Source data START
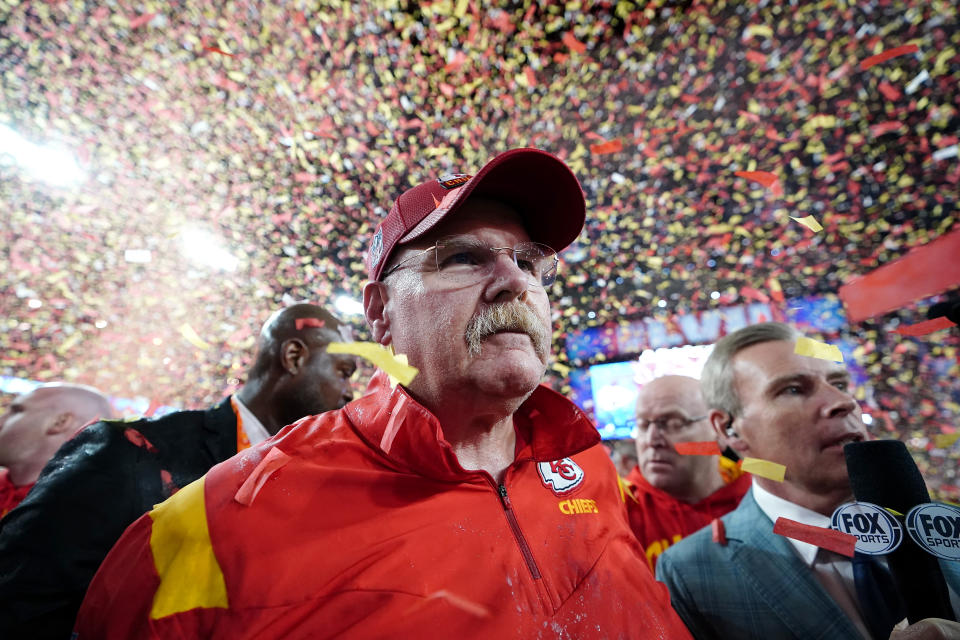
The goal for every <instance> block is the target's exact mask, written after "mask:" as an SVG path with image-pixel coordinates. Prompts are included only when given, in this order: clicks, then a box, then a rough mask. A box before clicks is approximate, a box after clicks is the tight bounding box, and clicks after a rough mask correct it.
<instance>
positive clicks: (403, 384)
mask: <svg viewBox="0 0 960 640" xmlns="http://www.w3.org/2000/svg"><path fill="white" fill-rule="evenodd" d="M327 353H347V354H350V355H354V356H360V357H361V358H366V359H367V360H369V361H370V362H372V363H373V364H375V365H377V366H378V367H380V369H382V370H383V371H384V372H385V373H386V374H388V375H389V376H390V378H391V379H392V380H396V381H397V382H399V383H400V384H402V385H408V384H410V382H411V381H412V380H413V379H414V378H415V377H416V375H417V373H418V370H417V368H416V367H412V366H410V365H409V364H407V356H406V354H400V355H394V354H393V353H391V352H390V350H389V349H387V348H386V347H384V346H383V345H379V344H377V343H375V342H331V343H330V344H328V345H327Z"/></svg>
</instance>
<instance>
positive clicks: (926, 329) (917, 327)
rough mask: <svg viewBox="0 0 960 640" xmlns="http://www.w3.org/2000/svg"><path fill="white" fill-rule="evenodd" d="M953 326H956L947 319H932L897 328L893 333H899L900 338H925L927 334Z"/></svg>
mask: <svg viewBox="0 0 960 640" xmlns="http://www.w3.org/2000/svg"><path fill="white" fill-rule="evenodd" d="M955 326H957V325H956V324H955V323H954V322H953V321H951V320H948V319H947V318H934V319H933V320H925V321H924V322H918V323H916V324H910V325H906V326H903V327H897V328H896V329H894V330H893V333H899V334H900V335H902V336H925V335H927V334H928V333H933V332H934V331H940V330H942V329H949V328H950V327H955Z"/></svg>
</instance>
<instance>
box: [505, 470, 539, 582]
mask: <svg viewBox="0 0 960 640" xmlns="http://www.w3.org/2000/svg"><path fill="white" fill-rule="evenodd" d="M497 492H498V493H499V494H500V503H501V504H502V505H503V512H504V513H505V514H506V516H507V522H509V523H510V529H511V530H512V531H513V537H514V538H516V539H517V545H518V546H519V547H520V554H521V555H522V556H523V559H524V560H525V561H526V563H527V568H528V569H529V570H530V574H531V575H532V576H533V579H534V580H539V579H540V569H539V568H537V562H536V560H534V559H533V552H532V551H530V545H528V544H527V540H526V538H524V537H523V532H522V531H520V523H519V522H517V516H516V514H515V513H514V512H513V505H511V504H510V498H509V497H508V496H507V488H506V487H505V486H503V485H502V484H501V485H498V486H497Z"/></svg>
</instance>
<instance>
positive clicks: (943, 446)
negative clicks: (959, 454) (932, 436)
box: [933, 433, 960, 449]
mask: <svg viewBox="0 0 960 640" xmlns="http://www.w3.org/2000/svg"><path fill="white" fill-rule="evenodd" d="M957 440H960V433H938V434H937V435H935V436H933V445H934V446H935V447H936V448H937V449H948V448H950V447H951V446H952V445H953V443H954V442H956V441H957Z"/></svg>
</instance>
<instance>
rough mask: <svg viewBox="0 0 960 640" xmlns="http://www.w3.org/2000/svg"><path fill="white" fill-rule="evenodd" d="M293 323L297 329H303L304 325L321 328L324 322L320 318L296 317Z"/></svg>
mask: <svg viewBox="0 0 960 640" xmlns="http://www.w3.org/2000/svg"><path fill="white" fill-rule="evenodd" d="M294 325H296V327H297V331H303V328H304V327H316V328H318V329H322V328H323V326H324V322H323V320H321V319H320V318H297V319H296V320H295V321H294Z"/></svg>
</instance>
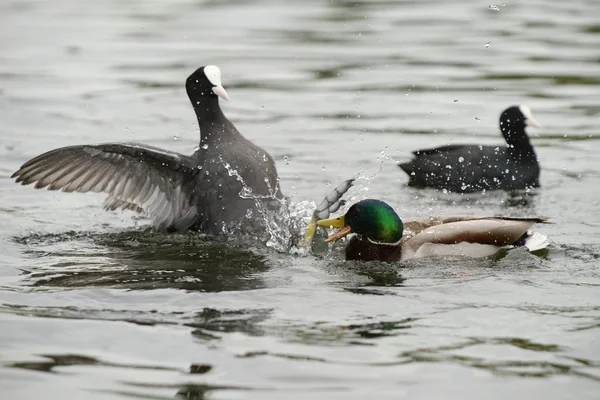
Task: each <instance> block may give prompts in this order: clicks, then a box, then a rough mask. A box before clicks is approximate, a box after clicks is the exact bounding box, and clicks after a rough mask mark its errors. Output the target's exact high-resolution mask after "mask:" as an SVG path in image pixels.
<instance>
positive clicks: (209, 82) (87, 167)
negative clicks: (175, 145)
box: [13, 65, 283, 233]
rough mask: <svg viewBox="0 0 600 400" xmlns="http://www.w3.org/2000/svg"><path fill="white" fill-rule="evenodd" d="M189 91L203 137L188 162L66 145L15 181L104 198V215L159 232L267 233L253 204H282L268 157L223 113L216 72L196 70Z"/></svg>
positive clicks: (45, 158) (105, 144) (120, 149)
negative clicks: (125, 220)
mask: <svg viewBox="0 0 600 400" xmlns="http://www.w3.org/2000/svg"><path fill="white" fill-rule="evenodd" d="M186 89H187V94H188V96H189V98H190V101H191V102H192V106H193V108H194V111H195V112H196V116H197V118H198V123H199V125H200V134H201V140H200V146H199V147H198V148H197V150H196V151H195V152H194V153H193V154H192V155H190V156H187V155H183V154H178V153H175V152H171V151H168V150H163V149H159V148H156V147H151V146H146V145H141V144H121V143H108V144H99V145H81V146H69V147H63V148H59V149H56V150H52V151H49V152H47V153H44V154H42V155H40V156H38V157H35V158H33V159H32V160H30V161H28V162H26V163H25V164H24V165H23V166H22V167H21V168H20V169H19V170H18V171H17V172H15V173H14V174H13V177H16V178H17V179H16V181H17V182H21V183H22V184H23V185H27V184H31V183H34V182H36V185H35V187H36V188H44V187H47V188H48V189H50V190H58V189H62V190H63V191H66V192H72V191H78V192H104V193H107V194H108V198H107V199H106V202H105V208H107V209H110V210H114V209H129V210H133V211H137V212H142V213H144V214H147V215H149V216H151V217H153V219H154V225H155V226H156V227H157V228H158V229H164V230H168V231H173V230H184V229H196V230H199V231H202V232H206V233H221V232H223V230H224V228H231V227H240V226H241V227H242V228H243V227H246V228H248V229H247V230H249V231H252V232H255V231H257V230H258V231H261V230H264V228H265V227H264V226H263V224H264V222H263V218H262V216H260V215H259V212H258V209H257V205H256V203H257V200H256V199H257V198H264V199H265V200H264V203H265V207H268V206H269V201H271V204H273V203H277V199H281V198H282V197H283V195H282V193H281V190H280V188H279V178H278V175H277V169H276V167H275V163H274V161H273V159H272V157H271V156H270V155H269V153H267V152H266V151H265V150H263V149H262V148H260V147H258V146H257V145H255V144H254V143H252V142H250V141H249V140H247V139H246V138H245V137H243V136H242V135H241V134H240V132H239V131H238V130H237V129H236V127H235V126H234V125H233V124H232V123H231V121H229V120H228V119H227V117H225V115H224V114H223V112H222V111H221V108H220V107H219V100H218V97H222V98H224V99H226V100H227V99H228V97H227V93H226V92H225V89H223V87H222V86H221V71H220V70H219V68H217V67H216V66H214V65H211V66H206V67H201V68H199V69H198V70H196V71H195V72H194V73H193V74H192V75H190V77H189V78H188V79H187V81H186Z"/></svg>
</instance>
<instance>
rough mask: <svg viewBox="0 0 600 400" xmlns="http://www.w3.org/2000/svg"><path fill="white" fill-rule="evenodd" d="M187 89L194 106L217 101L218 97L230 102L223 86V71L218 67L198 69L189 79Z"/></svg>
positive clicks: (190, 99) (211, 66) (187, 82)
mask: <svg viewBox="0 0 600 400" xmlns="http://www.w3.org/2000/svg"><path fill="white" fill-rule="evenodd" d="M185 88H186V90H187V93H188V96H189V98H190V100H191V101H192V103H193V104H194V105H197V104H199V103H200V102H201V101H203V100H206V99H213V100H217V96H218V97H220V98H222V99H224V100H229V97H228V96H227V92H226V91H225V89H224V88H223V86H222V85H221V70H220V69H219V67H217V66H216V65H207V66H205V67H200V68H198V69H197V70H196V71H194V73H193V74H191V75H190V76H189V77H188V78H187V80H186V82H185Z"/></svg>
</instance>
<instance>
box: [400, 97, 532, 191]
mask: <svg viewBox="0 0 600 400" xmlns="http://www.w3.org/2000/svg"><path fill="white" fill-rule="evenodd" d="M526 126H533V127H536V128H539V127H541V125H540V124H539V123H538V122H537V121H536V120H535V119H534V118H533V116H532V115H531V111H530V109H529V108H528V107H527V106H512V107H509V108H507V109H506V110H504V112H503V113H502V115H501V116H500V130H501V131H502V135H503V136H504V139H505V140H506V144H507V146H481V145H449V146H442V147H437V148H433V149H425V150H417V151H414V152H413V154H414V155H415V157H414V158H413V159H412V160H411V161H410V162H407V163H404V164H399V166H400V168H402V170H404V172H406V173H407V174H408V176H409V181H408V185H409V186H415V187H432V188H436V189H446V190H448V191H452V192H479V191H483V190H516V189H526V188H534V187H538V186H540V183H539V177H540V166H539V164H538V160H537V156H536V154H535V151H534V149H533V146H532V145H531V142H530V141H529V137H528V136H527V133H526V132H525V127H526Z"/></svg>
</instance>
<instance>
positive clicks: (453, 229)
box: [402, 217, 547, 258]
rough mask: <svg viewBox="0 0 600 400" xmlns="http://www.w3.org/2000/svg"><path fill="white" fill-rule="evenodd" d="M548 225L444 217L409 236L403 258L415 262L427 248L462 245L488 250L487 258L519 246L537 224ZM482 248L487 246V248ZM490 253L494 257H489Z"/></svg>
mask: <svg viewBox="0 0 600 400" xmlns="http://www.w3.org/2000/svg"><path fill="white" fill-rule="evenodd" d="M546 221H547V218H545V217H534V218H509V217H507V218H504V217H500V218H498V217H444V218H441V219H438V223H437V224H433V225H430V226H428V227H426V228H423V229H421V230H420V231H419V232H418V233H416V234H414V235H413V236H409V235H407V237H406V238H405V239H404V242H403V244H402V251H403V257H404V258H411V257H414V256H415V254H418V252H419V251H420V252H424V251H425V249H421V247H423V246H426V247H427V248H435V249H437V250H439V249H441V248H442V247H440V246H431V245H457V244H459V243H461V244H463V243H464V244H463V245H462V246H463V247H469V246H468V244H473V245H474V246H470V247H473V248H482V249H483V248H485V250H486V251H485V253H486V254H484V255H489V254H493V252H492V251H493V250H494V249H496V250H497V249H498V248H499V247H501V246H506V245H511V244H513V243H515V242H516V241H517V240H518V239H520V238H521V237H522V236H523V235H524V234H526V233H527V231H528V230H529V229H530V228H531V227H532V226H534V225H535V224H536V223H538V222H546ZM411 222H412V221H411ZM411 226H412V227H413V228H415V229H418V228H420V227H422V225H417V224H411ZM478 245H484V247H481V246H478ZM455 248H456V246H455ZM448 249H450V248H448ZM464 252H467V253H469V252H470V251H468V249H465V250H464ZM464 252H463V253H464ZM488 252H491V253H489V254H487V253H488ZM436 254H439V252H438V253H436ZM465 255H470V254H465Z"/></svg>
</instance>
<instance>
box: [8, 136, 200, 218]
mask: <svg viewBox="0 0 600 400" xmlns="http://www.w3.org/2000/svg"><path fill="white" fill-rule="evenodd" d="M12 178H16V181H17V182H20V183H21V184H22V185H29V184H31V183H35V188H36V189H41V188H48V189H49V190H62V191H65V192H81V193H85V192H104V193H107V194H108V197H107V199H106V201H105V203H104V208H105V209H107V210H119V209H120V210H132V211H135V212H139V213H143V214H146V215H148V216H150V217H152V218H154V225H155V226H156V227H157V228H162V229H164V228H175V229H185V228H188V227H189V226H190V225H191V224H192V223H193V222H194V221H195V219H196V216H197V212H198V209H197V200H198V198H197V193H196V191H195V188H196V184H197V182H198V169H197V168H196V167H195V164H194V163H193V162H192V160H191V159H190V158H189V157H187V156H183V155H180V154H177V153H173V152H168V151H165V150H162V149H158V148H154V147H150V146H144V145H138V144H110V143H109V144H100V145H87V146H86V145H84V146H70V147H63V148H60V149H56V150H52V151H49V152H47V153H44V154H42V155H40V156H38V157H35V158H33V159H32V160H30V161H28V162H26V163H25V164H23V166H22V167H21V168H20V169H19V170H18V171H17V172H15V173H14V174H13V175H12Z"/></svg>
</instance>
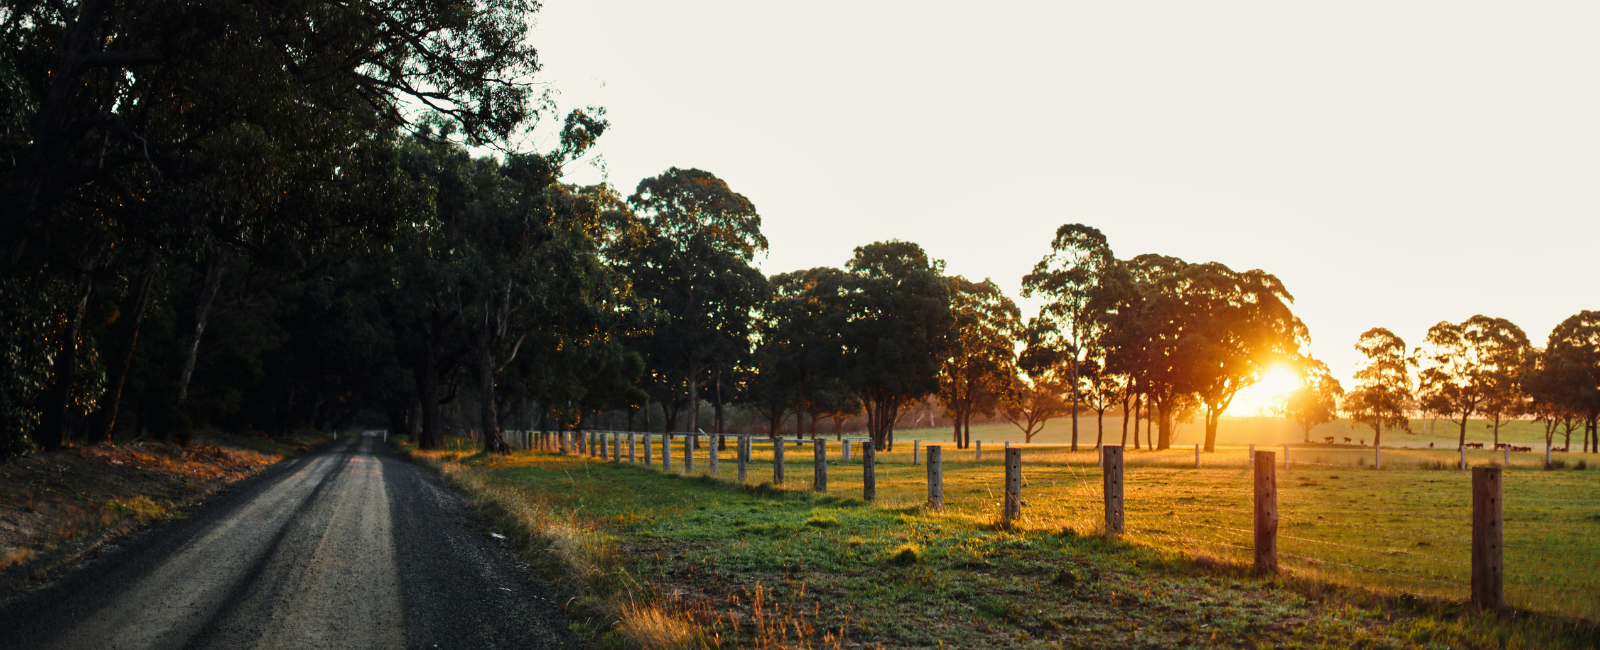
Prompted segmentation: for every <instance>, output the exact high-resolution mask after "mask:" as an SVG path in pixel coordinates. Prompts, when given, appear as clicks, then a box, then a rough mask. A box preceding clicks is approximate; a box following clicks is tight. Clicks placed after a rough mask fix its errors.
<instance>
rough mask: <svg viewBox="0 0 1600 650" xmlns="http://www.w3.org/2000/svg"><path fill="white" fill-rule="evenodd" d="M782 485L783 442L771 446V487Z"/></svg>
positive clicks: (783, 471)
mask: <svg viewBox="0 0 1600 650" xmlns="http://www.w3.org/2000/svg"><path fill="white" fill-rule="evenodd" d="M782 483H784V440H782V439H778V443H774V445H773V485H782Z"/></svg>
Source data END
Return the lines of the records that include the string "errors".

Task: each <instance> block may give prompts in this order: clicks, then a box, then a rough mask. A box before clicks is approximate, a box after clicks is the exact bounding box, and clicks after a rough mask mark its errors. Output the target's exact high-resolution mask after "mask:" as an SVG path in image pixels.
Prompted segmentation: for every <instance>, output the exact high-resolution mask after "mask:" as an SVG path in pixel coordinates. Prompts, when given, appear as clicks, then a box, then a rough mask. A box preceding clicks is approximate; a box following clicks is tight. Clicks placed after a rough mask fix its errors.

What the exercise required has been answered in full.